=== CHALLENGE ===
Lines before the one containing "Where can you find the bush" are excluded; print that line and every line after it through the end of the material below, exactly.

=== MATERIAL TO PROCESS ===
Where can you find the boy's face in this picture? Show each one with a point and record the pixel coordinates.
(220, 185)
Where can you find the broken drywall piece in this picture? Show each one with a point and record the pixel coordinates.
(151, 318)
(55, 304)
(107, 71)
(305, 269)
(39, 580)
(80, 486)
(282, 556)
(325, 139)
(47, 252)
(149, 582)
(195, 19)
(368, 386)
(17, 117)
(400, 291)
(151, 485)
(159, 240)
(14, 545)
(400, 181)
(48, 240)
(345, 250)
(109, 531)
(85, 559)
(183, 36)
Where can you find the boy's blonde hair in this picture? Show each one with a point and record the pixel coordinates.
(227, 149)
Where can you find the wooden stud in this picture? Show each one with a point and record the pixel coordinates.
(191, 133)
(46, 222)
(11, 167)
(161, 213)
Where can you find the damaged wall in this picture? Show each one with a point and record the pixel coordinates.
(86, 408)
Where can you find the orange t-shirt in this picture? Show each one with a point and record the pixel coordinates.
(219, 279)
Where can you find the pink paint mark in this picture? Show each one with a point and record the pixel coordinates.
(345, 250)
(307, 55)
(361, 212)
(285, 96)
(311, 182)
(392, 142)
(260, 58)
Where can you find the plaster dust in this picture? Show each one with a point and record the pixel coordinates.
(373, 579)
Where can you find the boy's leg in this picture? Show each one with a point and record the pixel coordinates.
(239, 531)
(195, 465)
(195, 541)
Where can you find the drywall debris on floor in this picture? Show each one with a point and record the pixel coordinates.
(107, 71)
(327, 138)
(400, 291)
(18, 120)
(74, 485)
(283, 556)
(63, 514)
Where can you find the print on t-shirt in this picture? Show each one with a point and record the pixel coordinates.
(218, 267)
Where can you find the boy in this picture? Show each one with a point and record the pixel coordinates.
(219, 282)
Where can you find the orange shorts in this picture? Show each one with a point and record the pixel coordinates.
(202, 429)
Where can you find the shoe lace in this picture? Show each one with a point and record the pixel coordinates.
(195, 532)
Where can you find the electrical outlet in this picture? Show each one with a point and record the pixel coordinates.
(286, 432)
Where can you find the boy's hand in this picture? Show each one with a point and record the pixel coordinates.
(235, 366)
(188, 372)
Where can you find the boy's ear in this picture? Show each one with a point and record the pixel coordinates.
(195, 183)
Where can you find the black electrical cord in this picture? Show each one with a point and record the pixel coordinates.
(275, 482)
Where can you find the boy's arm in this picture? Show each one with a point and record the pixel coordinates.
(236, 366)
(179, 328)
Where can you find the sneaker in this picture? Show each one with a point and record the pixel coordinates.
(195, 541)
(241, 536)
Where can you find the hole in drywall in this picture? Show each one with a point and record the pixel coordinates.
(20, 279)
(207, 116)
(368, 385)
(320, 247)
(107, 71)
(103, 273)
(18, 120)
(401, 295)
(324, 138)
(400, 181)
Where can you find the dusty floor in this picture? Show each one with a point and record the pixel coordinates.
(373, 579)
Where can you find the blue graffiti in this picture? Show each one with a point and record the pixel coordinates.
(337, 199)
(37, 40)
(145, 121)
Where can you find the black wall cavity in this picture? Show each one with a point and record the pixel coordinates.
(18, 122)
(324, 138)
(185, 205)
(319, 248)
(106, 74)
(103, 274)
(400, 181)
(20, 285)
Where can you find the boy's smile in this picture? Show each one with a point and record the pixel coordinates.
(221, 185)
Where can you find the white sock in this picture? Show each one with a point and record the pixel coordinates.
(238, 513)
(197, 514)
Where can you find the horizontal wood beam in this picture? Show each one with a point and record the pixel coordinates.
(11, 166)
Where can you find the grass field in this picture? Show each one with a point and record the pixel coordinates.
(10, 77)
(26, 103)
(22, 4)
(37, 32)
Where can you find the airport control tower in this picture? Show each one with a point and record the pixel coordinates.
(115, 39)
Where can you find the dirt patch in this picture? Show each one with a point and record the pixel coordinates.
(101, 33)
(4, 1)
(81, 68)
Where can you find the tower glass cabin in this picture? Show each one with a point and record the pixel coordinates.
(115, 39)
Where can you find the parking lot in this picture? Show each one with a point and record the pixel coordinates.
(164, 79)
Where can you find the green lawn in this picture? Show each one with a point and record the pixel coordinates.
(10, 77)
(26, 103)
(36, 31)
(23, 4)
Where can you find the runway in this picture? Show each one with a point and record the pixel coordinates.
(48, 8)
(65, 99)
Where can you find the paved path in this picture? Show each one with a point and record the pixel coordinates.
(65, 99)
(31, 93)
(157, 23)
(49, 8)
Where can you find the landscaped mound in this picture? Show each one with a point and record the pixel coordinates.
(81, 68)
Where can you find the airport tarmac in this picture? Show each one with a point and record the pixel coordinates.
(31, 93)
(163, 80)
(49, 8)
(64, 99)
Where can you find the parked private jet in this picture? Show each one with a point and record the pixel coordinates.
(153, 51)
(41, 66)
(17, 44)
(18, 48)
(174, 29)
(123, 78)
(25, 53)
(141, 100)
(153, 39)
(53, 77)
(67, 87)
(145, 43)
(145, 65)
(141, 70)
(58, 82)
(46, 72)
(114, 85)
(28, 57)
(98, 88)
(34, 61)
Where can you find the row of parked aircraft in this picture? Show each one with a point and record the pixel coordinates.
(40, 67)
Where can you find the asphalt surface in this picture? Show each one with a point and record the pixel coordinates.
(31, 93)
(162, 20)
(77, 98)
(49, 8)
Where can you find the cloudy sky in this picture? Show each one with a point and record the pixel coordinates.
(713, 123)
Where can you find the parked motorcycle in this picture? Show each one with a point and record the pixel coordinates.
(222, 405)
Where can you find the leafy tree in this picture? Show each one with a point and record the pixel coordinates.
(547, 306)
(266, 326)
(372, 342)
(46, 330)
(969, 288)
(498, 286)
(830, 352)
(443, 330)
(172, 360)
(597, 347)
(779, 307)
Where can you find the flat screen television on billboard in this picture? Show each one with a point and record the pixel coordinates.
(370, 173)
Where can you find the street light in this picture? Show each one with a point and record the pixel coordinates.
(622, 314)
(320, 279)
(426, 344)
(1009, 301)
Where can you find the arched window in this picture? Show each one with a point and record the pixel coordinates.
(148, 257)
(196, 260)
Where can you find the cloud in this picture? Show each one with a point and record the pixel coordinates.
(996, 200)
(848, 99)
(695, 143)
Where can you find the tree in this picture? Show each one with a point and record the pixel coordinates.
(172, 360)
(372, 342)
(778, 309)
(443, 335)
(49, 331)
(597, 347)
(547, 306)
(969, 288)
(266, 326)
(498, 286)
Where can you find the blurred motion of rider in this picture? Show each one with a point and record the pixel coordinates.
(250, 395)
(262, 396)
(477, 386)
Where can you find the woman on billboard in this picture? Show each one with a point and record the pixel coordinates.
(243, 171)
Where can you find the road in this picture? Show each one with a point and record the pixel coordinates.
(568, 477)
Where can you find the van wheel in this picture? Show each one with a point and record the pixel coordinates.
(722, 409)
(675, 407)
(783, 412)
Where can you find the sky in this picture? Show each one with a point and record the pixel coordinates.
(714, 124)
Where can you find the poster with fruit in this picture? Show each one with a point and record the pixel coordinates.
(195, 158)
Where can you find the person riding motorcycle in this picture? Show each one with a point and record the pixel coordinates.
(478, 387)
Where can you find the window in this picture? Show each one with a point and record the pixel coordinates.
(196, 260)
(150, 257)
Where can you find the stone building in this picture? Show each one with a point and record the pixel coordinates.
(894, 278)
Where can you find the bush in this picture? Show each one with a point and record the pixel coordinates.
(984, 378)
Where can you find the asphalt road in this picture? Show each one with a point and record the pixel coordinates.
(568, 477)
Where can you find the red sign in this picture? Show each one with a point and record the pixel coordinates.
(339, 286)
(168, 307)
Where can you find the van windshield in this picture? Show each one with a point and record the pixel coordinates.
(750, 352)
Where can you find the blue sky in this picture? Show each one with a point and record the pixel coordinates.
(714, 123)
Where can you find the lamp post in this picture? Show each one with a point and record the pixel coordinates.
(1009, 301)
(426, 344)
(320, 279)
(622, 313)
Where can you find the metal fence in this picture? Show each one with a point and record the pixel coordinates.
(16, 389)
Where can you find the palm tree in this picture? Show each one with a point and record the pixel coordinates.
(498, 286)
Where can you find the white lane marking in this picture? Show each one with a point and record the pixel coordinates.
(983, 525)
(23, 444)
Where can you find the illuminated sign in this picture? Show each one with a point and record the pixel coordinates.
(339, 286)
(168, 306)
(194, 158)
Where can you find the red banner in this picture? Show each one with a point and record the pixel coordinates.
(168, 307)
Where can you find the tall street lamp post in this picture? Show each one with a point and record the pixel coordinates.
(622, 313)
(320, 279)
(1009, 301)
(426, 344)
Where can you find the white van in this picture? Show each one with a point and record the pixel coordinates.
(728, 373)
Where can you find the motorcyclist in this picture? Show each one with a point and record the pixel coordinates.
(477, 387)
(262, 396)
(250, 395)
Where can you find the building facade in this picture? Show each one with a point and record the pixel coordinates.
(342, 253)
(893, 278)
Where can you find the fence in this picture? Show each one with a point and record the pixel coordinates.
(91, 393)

=== TASK OUTPUT ===
Where can you find the bush in this picture? Show each one with a point and record the pixel coordinates.
(984, 378)
Where can you find the asphalt road in this picture? Show each one with a point and record the pixel coordinates.
(568, 477)
Where can you find the red sign in this picture? Show each one with a point and record the pixel coordinates.
(339, 286)
(168, 307)
Where can you find the van windshield in this picture? Show each one with a point and record the pixel coordinates.
(750, 352)
Where can you find the blue sky in this picture? Show each one with a point and record the pixel coordinates.
(714, 123)
Where can you find the lamp post in this picture? Show each one with a point and record the pixel coordinates.
(1009, 301)
(426, 344)
(320, 279)
(622, 313)
Where can you find the metal fence in this picture? Show each one with a point and record the pixel coordinates.
(16, 389)
Where can you find the palm tree in this picture? Show each one with a point and record the pixel coordinates.
(498, 286)
Where can you find the white lane marking in this picture? Show each one with a point and record the pixel coordinates.
(983, 525)
(23, 444)
Where can you find the illuminated sign in this picture? Show each one with a point and record the pixel coordinates.
(339, 286)
(168, 306)
(194, 158)
Where can you find the red banner in this picture? Show each one with a point and record the pixel coordinates.
(168, 307)
Where can you find the tall street lamp post in this picture? Show each one with a point and record the pixel coordinates.
(622, 313)
(320, 279)
(1009, 301)
(426, 344)
Where can you find the white van in this picture? Show each one with a point and record the pixel coordinates.
(728, 373)
Where can you find the motorcyclist in this picture? Show each one with a point and record the pixel coordinates.
(477, 387)
(262, 396)
(250, 395)
Where can you find the building facade in this picture? Show each one with a point and record the pixel coordinates.
(342, 253)
(893, 278)
Where can you find the fence in this picture? Show each one with a point and record the pixel coordinates.
(91, 393)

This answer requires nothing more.